* Excerpt:
But it couldn’t last. That, I think, is the key point. Why couldn’t it last? For a few reasons.
One very big one is that there was a tension between the rich world’s desire to maintain high levels of employment at good wages in mature manufacturing industries, the developing world’s desire to get rich, and the rich world’s commitment to an open global economy. Another was that the rich world had for more than a century achieved rapid productivity growth by augmenting the efforts of labor with ever larger amounts of energy and other resources, with little attention paid to environmental costs. But as societies grew richer, the environmental side effects of the prevailing growth strategy no longer seemed worth bearing, and the energy shocks of the 1970s led to a dramatic shift in attitudes toward energy consumption.
But beyond that, the nature of technology was changing. Many of the key innovations which had powered growth over the prior century had matured, while other promising ones were in their infancy. And another very powerful general-purpose technology had by the 1970s grown beyond its infancy into an increasingly disruptive force. Intel was founded in 1968, Microsoft in 1975, and Apple in 1976. This new technological force, however, operated according to rules quite different from those of the golden age of industrialization. Looking back on the first few decades of the “new economy”, two insightful economists noted:
It is a fact that we today simply do not know yet how to make the intellectual property system work for the new economy. Back in the Gilded Age, intellectual property as such was not such an important factor. Industrial success was based on knowledge, but on knowledge crystalized in dedicated capital. Many people knew organic chemistry. Few companies—those that had made massive investments—could make organic chemicals.

* Collected material:

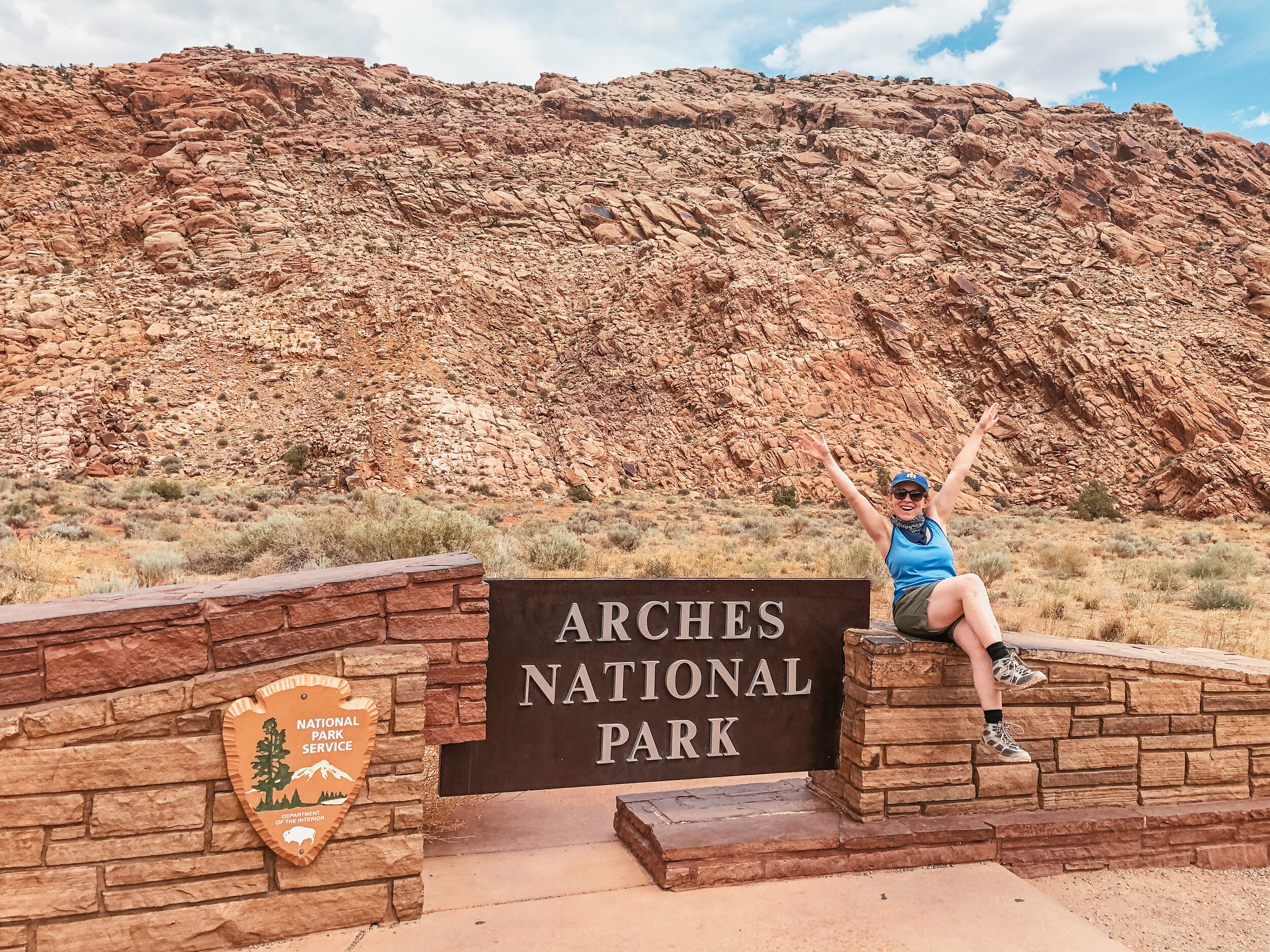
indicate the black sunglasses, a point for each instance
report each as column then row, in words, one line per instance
column 915, row 494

* Work instructions:
1 – Please copy the stretch of the excerpt from "One very big" through "toward energy consumption.", changing "environmental" to "ecological".
2 – Name each company the excerpt mentions, along with the founding year it states.

* Responses to the tasks:
1 –
One very big one is that there was a tension between the rich world’s desire to maintain high levels of employment at good wages in mature manufacturing industries, the developing world’s desire to get rich, and the rich world’s commitment to an open global economy. Another was that the rich world had for more than a century achieved rapid productivity growth by augmenting the efforts of labor with ever larger amounts of energy and other resources, with little attention paid to ecological costs. But as societies grew richer, the ecological side effects of the prevailing growth strategy no longer seemed worth bearing, and the energy shocks of the 1970s led to a dramatic shift in attitudes toward energy consumption.

2 –
Intel, 1968
Microsoft, 1975
Apple, 1976